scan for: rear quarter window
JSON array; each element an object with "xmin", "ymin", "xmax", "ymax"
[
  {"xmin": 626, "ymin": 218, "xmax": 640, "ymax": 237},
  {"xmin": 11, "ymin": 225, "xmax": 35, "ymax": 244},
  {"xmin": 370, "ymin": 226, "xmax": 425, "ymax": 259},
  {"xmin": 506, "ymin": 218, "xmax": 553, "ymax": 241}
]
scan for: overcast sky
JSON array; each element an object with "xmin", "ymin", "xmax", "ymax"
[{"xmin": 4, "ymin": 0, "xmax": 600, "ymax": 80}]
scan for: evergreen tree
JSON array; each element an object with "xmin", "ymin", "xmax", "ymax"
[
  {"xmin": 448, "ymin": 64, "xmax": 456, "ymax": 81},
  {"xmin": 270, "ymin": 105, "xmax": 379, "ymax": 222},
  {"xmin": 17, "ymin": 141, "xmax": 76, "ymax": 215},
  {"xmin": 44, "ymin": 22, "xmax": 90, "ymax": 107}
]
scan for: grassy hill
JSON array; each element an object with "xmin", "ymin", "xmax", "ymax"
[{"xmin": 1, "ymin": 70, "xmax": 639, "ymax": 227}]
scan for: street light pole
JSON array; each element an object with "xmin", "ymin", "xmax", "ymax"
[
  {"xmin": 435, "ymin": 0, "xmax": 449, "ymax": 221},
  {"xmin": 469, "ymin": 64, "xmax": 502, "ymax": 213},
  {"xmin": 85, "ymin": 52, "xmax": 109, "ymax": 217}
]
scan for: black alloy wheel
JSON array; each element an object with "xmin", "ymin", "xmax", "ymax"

_ _ _ _ _

Word for word, copy the material above.

=== Expected answer ===
scan for: rear quarter window
JSON array; each element an object with "xmin", "ymin", "xmax", "ymax"
[
  {"xmin": 626, "ymin": 218, "xmax": 640, "ymax": 237},
  {"xmin": 11, "ymin": 225, "xmax": 35, "ymax": 244},
  {"xmin": 370, "ymin": 226, "xmax": 425, "ymax": 259},
  {"xmin": 506, "ymin": 218, "xmax": 553, "ymax": 241}
]
scan for: overcast sky
JSON array; each element an object with "xmin", "ymin", "xmax", "ymax"
[{"xmin": 4, "ymin": 0, "xmax": 600, "ymax": 80}]
scan for: evergreen tree
JSON array; each element an object with "xmin", "ymin", "xmax", "ymax"
[
  {"xmin": 448, "ymin": 64, "xmax": 456, "ymax": 81},
  {"xmin": 270, "ymin": 105, "xmax": 379, "ymax": 222},
  {"xmin": 17, "ymin": 141, "xmax": 76, "ymax": 215},
  {"xmin": 44, "ymin": 22, "xmax": 90, "ymax": 107}
]
scan for: grassy hill
JSON array; each element an object with "xmin", "ymin", "xmax", "ymax"
[{"xmin": 1, "ymin": 70, "xmax": 639, "ymax": 227}]
scan for: street light pole
JSON array; each element an object with "xmin", "ymin", "xmax", "ymax"
[
  {"xmin": 435, "ymin": 0, "xmax": 449, "ymax": 221},
  {"xmin": 469, "ymin": 64, "xmax": 502, "ymax": 213},
  {"xmin": 85, "ymin": 52, "xmax": 109, "ymax": 217}
]
scan for: black alloy wheel
JSON array; each element an object with "xmin", "ymin", "xmax", "ymax"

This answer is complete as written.